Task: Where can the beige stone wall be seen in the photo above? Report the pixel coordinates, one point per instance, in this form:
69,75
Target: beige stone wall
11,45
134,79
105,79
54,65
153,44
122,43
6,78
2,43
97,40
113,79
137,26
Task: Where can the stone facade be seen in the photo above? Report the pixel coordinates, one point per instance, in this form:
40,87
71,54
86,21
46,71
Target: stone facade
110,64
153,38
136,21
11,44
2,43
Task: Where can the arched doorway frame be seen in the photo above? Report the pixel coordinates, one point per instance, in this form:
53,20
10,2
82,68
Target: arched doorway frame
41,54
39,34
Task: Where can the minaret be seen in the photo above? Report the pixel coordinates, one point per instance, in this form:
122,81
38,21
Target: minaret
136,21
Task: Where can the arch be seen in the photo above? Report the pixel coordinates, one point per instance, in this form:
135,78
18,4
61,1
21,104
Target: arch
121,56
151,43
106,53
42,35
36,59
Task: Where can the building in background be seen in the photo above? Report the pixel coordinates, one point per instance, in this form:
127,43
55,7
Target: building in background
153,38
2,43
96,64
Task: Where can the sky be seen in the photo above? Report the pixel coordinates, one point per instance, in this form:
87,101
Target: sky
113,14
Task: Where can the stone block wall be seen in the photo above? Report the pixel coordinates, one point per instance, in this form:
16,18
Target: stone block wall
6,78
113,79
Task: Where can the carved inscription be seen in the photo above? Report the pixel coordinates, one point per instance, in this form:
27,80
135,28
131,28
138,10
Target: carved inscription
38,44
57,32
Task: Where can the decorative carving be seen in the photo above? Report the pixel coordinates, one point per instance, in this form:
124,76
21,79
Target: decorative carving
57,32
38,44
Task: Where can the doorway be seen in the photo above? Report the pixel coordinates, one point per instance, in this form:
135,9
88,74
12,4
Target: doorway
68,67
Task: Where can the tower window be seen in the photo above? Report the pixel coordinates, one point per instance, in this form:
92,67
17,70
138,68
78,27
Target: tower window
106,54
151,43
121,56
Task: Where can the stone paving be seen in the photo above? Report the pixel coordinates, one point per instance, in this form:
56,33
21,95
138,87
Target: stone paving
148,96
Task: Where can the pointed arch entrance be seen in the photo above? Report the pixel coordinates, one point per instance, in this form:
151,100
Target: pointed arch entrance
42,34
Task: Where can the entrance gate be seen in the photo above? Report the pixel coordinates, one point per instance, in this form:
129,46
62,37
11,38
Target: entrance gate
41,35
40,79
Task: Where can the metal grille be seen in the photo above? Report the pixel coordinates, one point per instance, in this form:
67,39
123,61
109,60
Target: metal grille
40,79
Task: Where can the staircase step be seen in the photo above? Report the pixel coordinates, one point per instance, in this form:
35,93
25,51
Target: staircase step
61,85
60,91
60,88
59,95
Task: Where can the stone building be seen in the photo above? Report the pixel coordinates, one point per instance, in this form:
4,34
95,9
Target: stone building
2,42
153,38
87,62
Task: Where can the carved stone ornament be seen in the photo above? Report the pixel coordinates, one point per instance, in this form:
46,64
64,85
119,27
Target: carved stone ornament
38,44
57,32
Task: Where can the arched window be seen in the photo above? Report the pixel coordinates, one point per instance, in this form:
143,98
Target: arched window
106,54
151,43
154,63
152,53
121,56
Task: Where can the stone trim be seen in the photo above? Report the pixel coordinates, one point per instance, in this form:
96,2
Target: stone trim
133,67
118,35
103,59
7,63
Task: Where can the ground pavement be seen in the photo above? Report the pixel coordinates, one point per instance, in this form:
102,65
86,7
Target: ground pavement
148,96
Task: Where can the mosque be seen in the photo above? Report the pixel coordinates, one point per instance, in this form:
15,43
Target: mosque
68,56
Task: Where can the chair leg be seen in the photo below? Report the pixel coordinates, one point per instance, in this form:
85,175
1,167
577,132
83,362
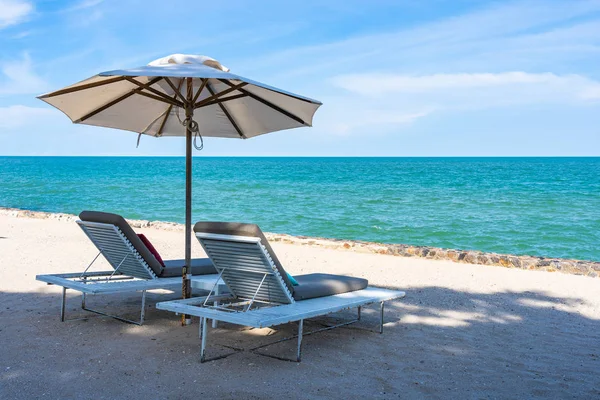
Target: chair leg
381,318
300,331
216,303
143,313
62,305
203,341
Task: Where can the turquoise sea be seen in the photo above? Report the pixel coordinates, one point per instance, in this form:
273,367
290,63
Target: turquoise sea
539,206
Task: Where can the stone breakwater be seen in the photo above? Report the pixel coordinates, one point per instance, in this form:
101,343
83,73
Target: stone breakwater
576,267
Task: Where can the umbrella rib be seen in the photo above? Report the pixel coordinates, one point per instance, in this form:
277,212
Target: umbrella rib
147,87
226,112
113,102
204,83
83,87
223,100
176,90
160,98
164,121
268,103
220,94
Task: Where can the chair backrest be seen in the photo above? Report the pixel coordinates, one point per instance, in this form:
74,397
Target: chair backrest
128,233
117,249
246,264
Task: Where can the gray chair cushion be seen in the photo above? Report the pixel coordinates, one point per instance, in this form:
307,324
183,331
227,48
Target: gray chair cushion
200,266
319,285
242,229
119,222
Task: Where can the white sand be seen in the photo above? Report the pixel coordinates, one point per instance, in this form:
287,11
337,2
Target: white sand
463,331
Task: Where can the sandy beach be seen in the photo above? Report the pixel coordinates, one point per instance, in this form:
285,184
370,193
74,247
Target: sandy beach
463,331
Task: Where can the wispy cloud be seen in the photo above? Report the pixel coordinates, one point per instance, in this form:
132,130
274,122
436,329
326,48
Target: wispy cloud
82,5
13,12
18,77
575,86
17,116
387,99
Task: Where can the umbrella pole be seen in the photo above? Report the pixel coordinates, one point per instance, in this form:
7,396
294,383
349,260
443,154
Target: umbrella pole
186,287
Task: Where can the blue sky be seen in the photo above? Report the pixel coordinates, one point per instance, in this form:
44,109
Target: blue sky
397,78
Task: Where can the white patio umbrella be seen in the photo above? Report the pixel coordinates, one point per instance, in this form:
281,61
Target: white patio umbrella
183,95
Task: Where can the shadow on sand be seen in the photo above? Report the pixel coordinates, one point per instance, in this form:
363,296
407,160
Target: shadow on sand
437,343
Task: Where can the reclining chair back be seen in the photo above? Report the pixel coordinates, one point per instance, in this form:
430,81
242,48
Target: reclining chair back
117,249
245,264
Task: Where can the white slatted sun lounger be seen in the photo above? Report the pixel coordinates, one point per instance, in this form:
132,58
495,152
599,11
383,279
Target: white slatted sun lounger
135,268
261,293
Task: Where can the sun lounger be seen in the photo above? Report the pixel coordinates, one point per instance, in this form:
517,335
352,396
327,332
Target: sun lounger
136,267
261,293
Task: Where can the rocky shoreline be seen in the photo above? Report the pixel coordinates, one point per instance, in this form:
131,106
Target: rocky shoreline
568,266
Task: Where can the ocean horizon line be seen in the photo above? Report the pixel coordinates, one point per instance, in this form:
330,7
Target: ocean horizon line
289,156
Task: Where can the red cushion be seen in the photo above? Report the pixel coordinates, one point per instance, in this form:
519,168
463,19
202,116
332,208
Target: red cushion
154,252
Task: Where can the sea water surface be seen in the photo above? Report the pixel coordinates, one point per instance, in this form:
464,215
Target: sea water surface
538,206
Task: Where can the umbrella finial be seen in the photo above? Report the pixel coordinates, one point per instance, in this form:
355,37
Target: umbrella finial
188,59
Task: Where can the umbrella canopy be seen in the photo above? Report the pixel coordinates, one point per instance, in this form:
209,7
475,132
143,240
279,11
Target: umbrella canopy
152,99
183,95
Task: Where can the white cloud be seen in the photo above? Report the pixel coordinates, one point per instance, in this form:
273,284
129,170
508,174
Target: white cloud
13,12
18,77
17,116
381,84
390,102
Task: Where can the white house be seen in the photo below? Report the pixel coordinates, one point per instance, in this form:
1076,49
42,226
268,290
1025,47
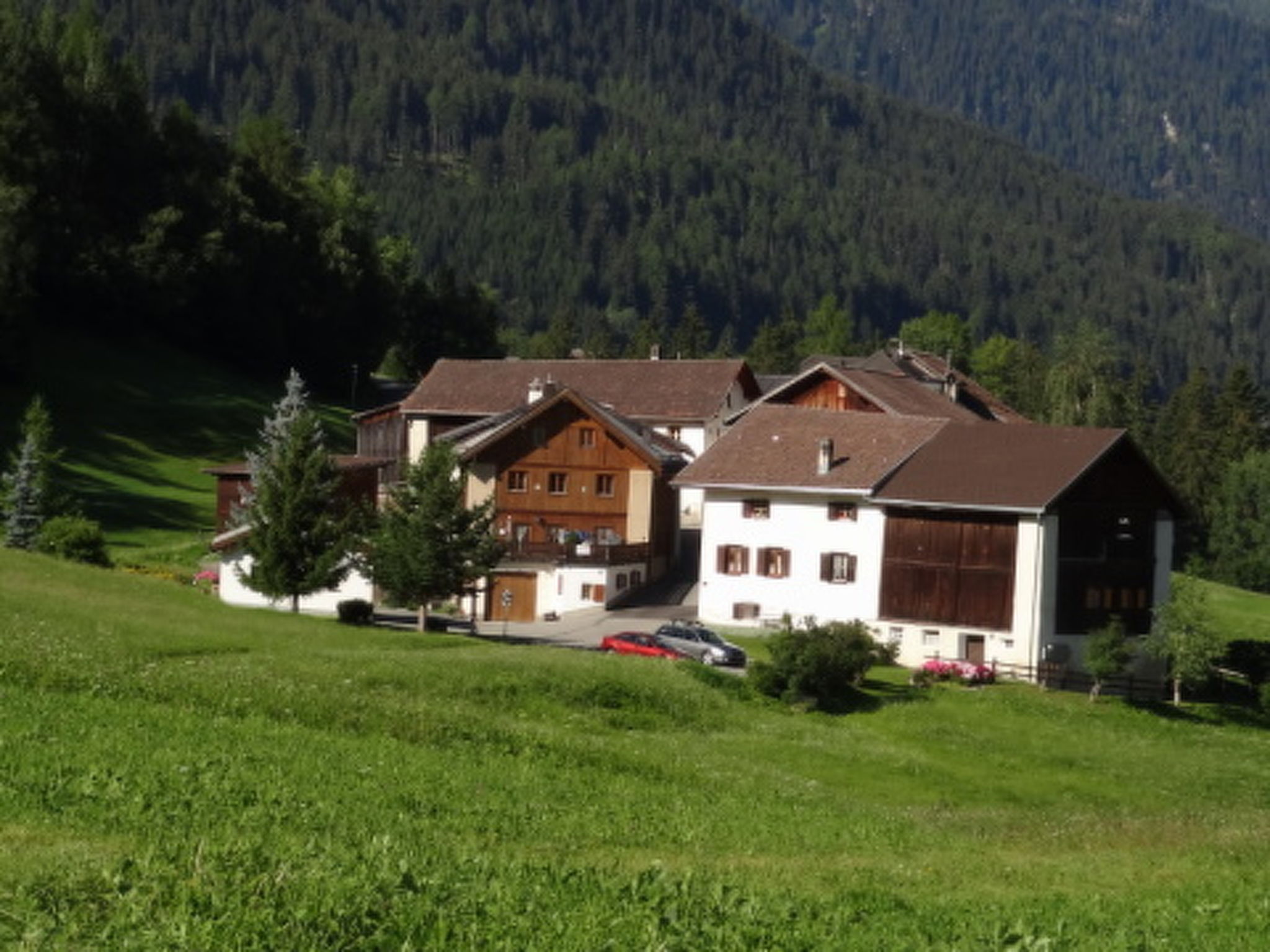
==============================
* **What you should do**
List every line in the data above that contains the word "below".

* **Answer to the problem**
Task: Where can the chair leg be seen in the photo below? Report the pixel coordinates, one point per instance, in this form:
Task: Where can the white house be seen in the photo below? Report the pixel coordinates, one point per instance, in this form:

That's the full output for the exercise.